------ INPUT RECORDS

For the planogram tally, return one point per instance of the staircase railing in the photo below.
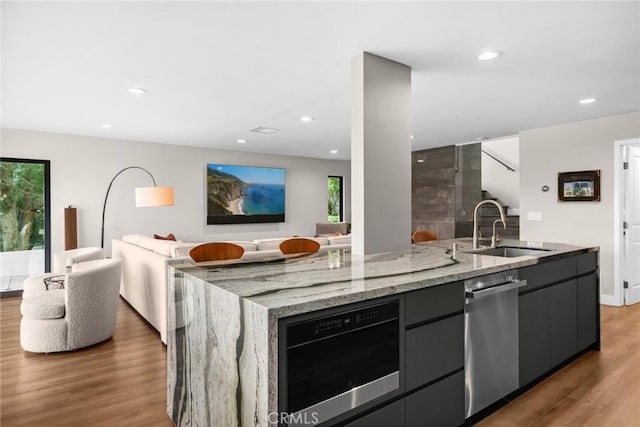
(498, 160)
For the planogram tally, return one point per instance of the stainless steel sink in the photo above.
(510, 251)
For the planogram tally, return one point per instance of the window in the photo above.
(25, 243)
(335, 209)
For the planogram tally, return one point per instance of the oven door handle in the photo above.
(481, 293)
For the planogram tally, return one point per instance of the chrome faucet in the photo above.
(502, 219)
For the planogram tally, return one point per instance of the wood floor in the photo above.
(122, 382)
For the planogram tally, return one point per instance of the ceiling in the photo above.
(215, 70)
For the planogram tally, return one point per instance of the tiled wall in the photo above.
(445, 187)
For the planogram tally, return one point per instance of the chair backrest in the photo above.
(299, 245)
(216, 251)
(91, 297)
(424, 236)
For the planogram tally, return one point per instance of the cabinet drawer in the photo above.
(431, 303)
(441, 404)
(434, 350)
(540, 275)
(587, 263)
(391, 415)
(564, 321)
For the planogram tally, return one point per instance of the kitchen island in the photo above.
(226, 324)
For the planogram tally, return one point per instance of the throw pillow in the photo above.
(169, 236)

------------

Please return only the lines from the one with "sink in the photo above." through the end of the listing, each exactly as written, first and last included.

For the planogram tally, return one point per instance of the stainless steel sink in the photo above.
(510, 251)
For the planogram tally, return one point per instance of the window in the photo above.
(25, 243)
(335, 209)
For the planogram tally, return one point per instance of the oven door handle in the photo above.
(481, 293)
For the planogram tally, return one point per instance of the chrome faucet in the photo above.
(502, 219)
For the planogram tally, return one point per instance of the wood floor in the photo above.
(122, 382)
For the planogram tally, return one point per instance of the ceiling in the photo above.
(215, 70)
For the planogram tally, return one point per instance of the tiled wall in the photo above.
(445, 187)
For the planogram tally, return one point per instance of the chair backrest in the photo above.
(299, 245)
(216, 251)
(91, 297)
(424, 236)
For the planogram tally, return one point per instance of the cabinet drawer in the photo above.
(431, 303)
(441, 404)
(434, 350)
(540, 275)
(587, 263)
(391, 415)
(564, 321)
For the planogram tally, return one point per instance of the kitchen island in the photo above.
(226, 324)
For the planogram tally, return one point per instance of the throw pillow in the photo above.
(169, 236)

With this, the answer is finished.